Ok... I wont do it Kathy! Lol. Its a Greyhound brush that I got from the Ashley Craig website and for some reason it is quite sharp compared to the CC brush. Is this just the way they are made or do I have a bad one?


----------



## Jane (Jun 2, 2007)

I have a CC pin brush and a KW pin brush that I bought from Mark Kolbe that has slightly longer pins. I like them both, for different reasons and use them for different things.

The CC pin brush is smoother, having the sanded pins, so I use it for more sensitive areas (like the legs, feet, underbelly) and for after-bath brushouts.

The KW pins are not as smooth, but the handle (!) is more comfortable so I use it for grooming the rest of the body (plus the longer pins get through Lincoln's very thick, dense coat really well). But, I also modify my _method _ when using it - I try not to press down on the skin as much, but instead, lift the brush up a little, away from the skin, as I brush through the coat. It makes it a little more comfortable for them.


----------



## Maxmom (Jul 22, 2008)

I want to thank those that responded to my questions. I really enjoy this forum.

Janan


----------



## Leeann (Feb 28, 2007)

I love my cc brushes, the 27mm is great for Riley's thick coat but I have been finding myself using the 20mm more on Monte, his coat is more silky and not as thick. I also always use the 20mm for the legs and belly but those are the area's I trim down so the coat is not as long.


----------



## Lina (Apr 26, 2007)

I have been using a Greyhound brush on Kubrick and I ran it across my arm today like Kimberly mentioned above and it really does hurt! He never complains, but I think that on more sensitive areas a less sharp brush might actually make it easier on both of us during grooming. I do love my CC combs and was wondering what exact 27mm CC brush you all are using. Is it the Gold pin or the fusion brass? Also what shape do you like better? Oval or oblong?

As for combs, I've been looking at getting the long tooth comb as well but is that really worth it if I get the dematting comb and I already have a wide and a narrow tooth CC comb as well? Don't want to buy an extra comb if I don't really need it.

Thanks in advance!


----------



## Havtahava (Aug 20, 2006)

I prefer the oblong shaped brushes, Carolina. I haven't used the gold pin nor the fusion brass. I just like the basic beechwood with plain pins. I have six CC brushes, but this is my favorite brush:









With the arsenal you already have, you don't need the long tooth ... yet. If Kube's coat ever gets super thick or if your next dog has a really thick dense coat, you might want to consider it. That's the benefit of the longer teeth.


----------



## Me&2Girls (May 11, 2007)

Items contained in a dataset:
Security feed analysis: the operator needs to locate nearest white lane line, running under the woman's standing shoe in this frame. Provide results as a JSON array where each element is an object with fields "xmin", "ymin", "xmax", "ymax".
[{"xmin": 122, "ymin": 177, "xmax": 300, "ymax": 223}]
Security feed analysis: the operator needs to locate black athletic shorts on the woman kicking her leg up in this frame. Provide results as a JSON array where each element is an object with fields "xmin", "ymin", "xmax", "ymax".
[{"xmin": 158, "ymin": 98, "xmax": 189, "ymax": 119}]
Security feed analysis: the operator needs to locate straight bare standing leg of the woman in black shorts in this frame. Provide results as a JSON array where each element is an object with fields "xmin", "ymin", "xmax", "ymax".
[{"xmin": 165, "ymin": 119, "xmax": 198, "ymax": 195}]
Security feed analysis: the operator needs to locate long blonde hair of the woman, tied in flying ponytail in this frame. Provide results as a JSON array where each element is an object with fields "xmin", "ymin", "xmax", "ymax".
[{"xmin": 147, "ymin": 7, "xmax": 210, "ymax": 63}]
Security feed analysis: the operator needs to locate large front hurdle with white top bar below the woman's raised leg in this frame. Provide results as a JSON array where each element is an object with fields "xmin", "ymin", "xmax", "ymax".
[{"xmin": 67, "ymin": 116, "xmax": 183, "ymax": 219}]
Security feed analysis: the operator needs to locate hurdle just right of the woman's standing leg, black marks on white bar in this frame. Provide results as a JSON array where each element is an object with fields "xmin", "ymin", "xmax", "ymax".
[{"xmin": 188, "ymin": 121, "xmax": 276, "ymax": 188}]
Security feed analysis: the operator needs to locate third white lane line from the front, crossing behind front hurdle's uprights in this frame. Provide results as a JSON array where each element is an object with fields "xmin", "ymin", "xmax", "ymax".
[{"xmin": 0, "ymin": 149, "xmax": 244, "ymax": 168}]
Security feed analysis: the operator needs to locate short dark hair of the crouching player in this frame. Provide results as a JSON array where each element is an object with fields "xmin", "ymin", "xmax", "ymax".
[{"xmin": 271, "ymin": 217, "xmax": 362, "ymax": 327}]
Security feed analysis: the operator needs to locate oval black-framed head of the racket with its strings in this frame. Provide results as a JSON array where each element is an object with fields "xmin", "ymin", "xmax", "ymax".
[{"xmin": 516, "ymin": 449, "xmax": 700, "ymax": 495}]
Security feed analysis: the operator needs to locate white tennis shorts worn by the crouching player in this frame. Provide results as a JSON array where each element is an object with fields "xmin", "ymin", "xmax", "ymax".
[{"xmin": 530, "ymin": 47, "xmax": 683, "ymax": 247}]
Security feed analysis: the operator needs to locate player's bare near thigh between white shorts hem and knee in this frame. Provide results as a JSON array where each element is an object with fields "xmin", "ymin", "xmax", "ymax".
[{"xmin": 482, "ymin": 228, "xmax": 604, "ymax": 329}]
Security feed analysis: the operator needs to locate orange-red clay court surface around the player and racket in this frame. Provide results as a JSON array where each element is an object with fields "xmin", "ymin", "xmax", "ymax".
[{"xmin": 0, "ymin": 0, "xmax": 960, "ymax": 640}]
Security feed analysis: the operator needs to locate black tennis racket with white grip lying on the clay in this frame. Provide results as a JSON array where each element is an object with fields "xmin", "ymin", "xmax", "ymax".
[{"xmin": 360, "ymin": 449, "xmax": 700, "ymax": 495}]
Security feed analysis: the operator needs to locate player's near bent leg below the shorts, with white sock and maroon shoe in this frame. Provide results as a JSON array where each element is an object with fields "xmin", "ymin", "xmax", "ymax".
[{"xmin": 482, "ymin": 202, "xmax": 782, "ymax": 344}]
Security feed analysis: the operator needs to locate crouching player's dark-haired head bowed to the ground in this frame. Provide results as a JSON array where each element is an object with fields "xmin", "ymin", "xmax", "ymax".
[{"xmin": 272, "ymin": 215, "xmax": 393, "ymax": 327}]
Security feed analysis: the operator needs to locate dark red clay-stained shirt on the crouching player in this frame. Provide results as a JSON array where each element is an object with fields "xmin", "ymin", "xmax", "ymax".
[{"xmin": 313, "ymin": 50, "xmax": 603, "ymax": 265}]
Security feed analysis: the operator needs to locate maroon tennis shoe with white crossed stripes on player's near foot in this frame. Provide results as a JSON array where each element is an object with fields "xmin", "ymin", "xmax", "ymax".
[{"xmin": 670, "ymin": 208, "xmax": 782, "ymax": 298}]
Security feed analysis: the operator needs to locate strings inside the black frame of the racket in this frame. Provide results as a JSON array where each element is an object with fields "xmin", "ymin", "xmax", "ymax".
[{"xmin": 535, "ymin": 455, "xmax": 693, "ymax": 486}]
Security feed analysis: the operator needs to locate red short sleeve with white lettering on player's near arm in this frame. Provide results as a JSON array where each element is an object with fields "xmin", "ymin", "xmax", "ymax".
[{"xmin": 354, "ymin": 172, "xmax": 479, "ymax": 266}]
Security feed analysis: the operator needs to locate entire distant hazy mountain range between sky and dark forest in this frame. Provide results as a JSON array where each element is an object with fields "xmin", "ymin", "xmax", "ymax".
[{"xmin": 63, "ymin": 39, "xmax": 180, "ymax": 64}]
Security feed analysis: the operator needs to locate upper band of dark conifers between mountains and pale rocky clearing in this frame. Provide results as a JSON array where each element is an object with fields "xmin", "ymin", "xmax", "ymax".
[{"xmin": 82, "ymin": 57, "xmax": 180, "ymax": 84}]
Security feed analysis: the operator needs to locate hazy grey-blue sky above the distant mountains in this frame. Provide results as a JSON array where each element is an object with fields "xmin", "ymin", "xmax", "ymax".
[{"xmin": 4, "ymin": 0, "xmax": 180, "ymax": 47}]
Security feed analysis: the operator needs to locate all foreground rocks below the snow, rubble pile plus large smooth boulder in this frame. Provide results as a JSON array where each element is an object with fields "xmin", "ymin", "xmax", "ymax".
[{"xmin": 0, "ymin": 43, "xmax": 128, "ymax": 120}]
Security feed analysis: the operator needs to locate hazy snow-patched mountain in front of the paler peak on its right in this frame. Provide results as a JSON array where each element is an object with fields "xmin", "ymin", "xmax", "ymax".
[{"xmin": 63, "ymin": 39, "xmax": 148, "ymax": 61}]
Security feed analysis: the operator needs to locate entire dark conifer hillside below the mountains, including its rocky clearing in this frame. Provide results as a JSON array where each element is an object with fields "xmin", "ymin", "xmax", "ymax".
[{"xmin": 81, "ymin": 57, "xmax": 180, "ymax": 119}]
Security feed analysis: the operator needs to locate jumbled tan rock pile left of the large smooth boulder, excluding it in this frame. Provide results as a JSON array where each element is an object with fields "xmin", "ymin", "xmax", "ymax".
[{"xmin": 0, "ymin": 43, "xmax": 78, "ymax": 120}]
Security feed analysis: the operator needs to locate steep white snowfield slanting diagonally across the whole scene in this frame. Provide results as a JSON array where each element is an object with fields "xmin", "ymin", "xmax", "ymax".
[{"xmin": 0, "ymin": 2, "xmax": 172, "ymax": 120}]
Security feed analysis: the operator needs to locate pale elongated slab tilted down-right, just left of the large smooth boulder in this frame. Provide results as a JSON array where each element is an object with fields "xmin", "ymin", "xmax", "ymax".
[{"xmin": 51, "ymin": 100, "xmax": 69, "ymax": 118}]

WORK INSTRUCTIONS:
Write the next part of the forum thread about dog grooming brushes, picking up after its final line. These items bear no relation to the forum thread about dog grooming brushes.

ANSWER FOR THIS EXERCISE:
Estrella - if my girlfriend is at Dixon, I'll ask her if you can try the brush. I just love how it makes the coat lay when it's line brushed. What I like is that it's a full size brush that's only $20 - my teeny tiny CC brush cost that much!


----------



## Leslie (Feb 28, 2007)

Choosing and buying a brush SHOULD NOT BE THIS DIFFICULT!!! :frusty:

Sorry guys, I just needed to vent. I've been looking for a new brush for Tori for awhile now. Every time I think I've found the right one, I hear of another that may be better, and in this case (thank you, Lisa) cheaper. I've got to get out there and try them on her, I guess.

I did try Carole's new CC fusion brush on Tori at the Carlsbad play date and I really liked it...just not the price of it :jaw:


----------



## Me&2Girls (May 11, 2007)

Oh man do I hear you Leslie. If you really need a brush but don't want to pay an arm and a leg, get the Madan. I've got one ordered because I need a full size one and I loved the way MeMe's coat looked with it. Well, it's almost ordered - I can't decide between the red, black or pink one. Most Maltese people have at least three, so I guess maybe I could order two, right?


----------



## ama0722 (Nov 28, 2006)

I wish there was a way to test all of them at the same place but then again I have 3 dogs so what I like on one would probably be different than the other. Lisa- I think I might try that as Isabelle's coat is turning into a mess lately!


----------



## Havtahava (Aug 20, 2006)

Me&2Girls said:


> Most Maltese people have at least three, so I guess maybe I could order two, right?


And there goes the idea of saving money! ound:


----------



## EstrellaVila (Nov 30, 2007)

I fully wish there was a day of trying out brushes, it is really hard. I have the gold pin one, I just thought it was pretty... I dont know if it does anything really. I should try the oblong shape, I think I read somewhere it can brush more area than the oval? I really just need something that will help my blowdrying process for shows!! Some sort of magic wand perhaps....ound:


----------



## Havtahava (Aug 20, 2006)

Estrella, isn't Tito just a few points shy of his championship? Hang on to your money. You're almost there!


----------



## EstrellaVila (Nov 30, 2007)

Can a girl ever have enough brushes???? ound:


----------



## Me&2Girls (May 11, 2007)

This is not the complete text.